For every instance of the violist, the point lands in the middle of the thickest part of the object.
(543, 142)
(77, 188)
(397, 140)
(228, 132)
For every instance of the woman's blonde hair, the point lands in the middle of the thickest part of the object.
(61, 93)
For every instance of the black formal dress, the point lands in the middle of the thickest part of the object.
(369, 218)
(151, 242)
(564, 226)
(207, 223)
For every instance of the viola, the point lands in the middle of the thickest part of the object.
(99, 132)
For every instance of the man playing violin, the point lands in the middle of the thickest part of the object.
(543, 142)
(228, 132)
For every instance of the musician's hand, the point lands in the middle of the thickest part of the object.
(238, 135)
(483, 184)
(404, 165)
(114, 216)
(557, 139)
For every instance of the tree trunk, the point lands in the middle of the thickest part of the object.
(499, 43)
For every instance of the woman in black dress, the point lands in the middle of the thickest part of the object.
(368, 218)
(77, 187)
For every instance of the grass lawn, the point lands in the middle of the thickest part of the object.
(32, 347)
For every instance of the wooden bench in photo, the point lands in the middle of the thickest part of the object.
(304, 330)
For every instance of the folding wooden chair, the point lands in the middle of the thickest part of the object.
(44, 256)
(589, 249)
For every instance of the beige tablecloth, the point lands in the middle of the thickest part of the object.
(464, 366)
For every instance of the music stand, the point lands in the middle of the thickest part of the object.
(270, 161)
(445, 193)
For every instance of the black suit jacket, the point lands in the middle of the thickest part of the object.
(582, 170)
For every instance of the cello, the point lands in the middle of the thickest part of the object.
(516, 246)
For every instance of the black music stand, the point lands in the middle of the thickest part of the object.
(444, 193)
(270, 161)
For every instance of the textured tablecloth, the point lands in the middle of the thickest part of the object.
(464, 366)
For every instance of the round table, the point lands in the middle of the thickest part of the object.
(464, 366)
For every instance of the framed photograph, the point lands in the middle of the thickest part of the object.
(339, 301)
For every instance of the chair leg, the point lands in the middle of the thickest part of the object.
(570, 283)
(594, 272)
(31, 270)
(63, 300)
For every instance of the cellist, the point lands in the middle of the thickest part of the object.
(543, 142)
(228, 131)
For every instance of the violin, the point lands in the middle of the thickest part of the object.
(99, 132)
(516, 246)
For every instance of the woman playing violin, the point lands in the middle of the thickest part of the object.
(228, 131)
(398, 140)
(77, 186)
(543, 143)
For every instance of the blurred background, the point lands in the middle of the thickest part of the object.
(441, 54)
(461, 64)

Task brief: Extract the whole listing, character for character.

Solution for this task:
For every instance of the violist, the point lands in the middle of the thickest part of the object.
(543, 142)
(77, 188)
(397, 140)
(228, 132)
For every instance of the woman's blonde hair, the point lands in the middle of the thickest part of the object.
(61, 93)
For every instance of the black formal dress, the point lands in the middle of the thickest part of the object.
(369, 218)
(151, 242)
(564, 226)
(207, 223)
For every instance of the viola, the point lands in the middle of the thickest part of the object.
(99, 132)
For every instance of the man playing violin, the point lands in the middle of the thickest part of the object.
(543, 142)
(228, 132)
For every instance of the musician's hand, the point lands in the middle of the thickest part of the object.
(238, 135)
(483, 184)
(404, 165)
(114, 216)
(557, 139)
For every instance of the tree trunk, the point lands in the middle of the thickest part of the object.
(499, 43)
For every instance of the woman in black dress, the point lands in the middle of the thickest part of the object.
(368, 218)
(77, 187)
For every instance of the grass lawn, the point lands in the middle of the thickest part of the object.
(32, 347)
For every instance of the wooden bench in photo, the point lands in the middle of the thickest part of the object.
(304, 330)
For every instance of the folding wooden chair, the point lands in the middle of the thickest part of the object.
(44, 256)
(589, 249)
For every instance of the beige tablecloth, the point lands in the middle of the thickest part of the object.
(464, 366)
For every instance of the music stand, the point lands in the middle of the thickest part of the object.
(270, 161)
(445, 193)
For every instance of the black suit jacket, the point lands in the middle of the thickest part of the object.
(582, 170)
For every instance of the cello, the point lands in the middle of the thickest part of the object.
(516, 246)
For every instance of the black music stand, the point lands in the middle of the thickest part of the object.
(444, 193)
(270, 161)
For every instance of the textured tablecloth, the point lands in the middle of the thickest part of the object.
(464, 366)
For every instance of the round table, the point lands in the middle of the thickest part of the object.
(464, 366)
For every instance of the framed photograph, the point lands in the middle of the thickest part of the object.
(339, 301)
For every instance of the chair leg, the point lands in the middle of the thickest part of the object.
(570, 283)
(594, 272)
(31, 270)
(63, 300)
For every instance of the cellist, the point lands in the middle of the thickest part of the object.
(543, 142)
(228, 131)
For every instance of the violin, the point lands in the middle of the thickest part of the object.
(99, 132)
(516, 246)
For every instance of the woman playing violin, the point lands in the middle of the thickest part of the object.
(228, 131)
(398, 140)
(77, 186)
(543, 143)
For every instance of the blurred background, the point lands in the middle of the thickest part of the object.
(441, 54)
(461, 64)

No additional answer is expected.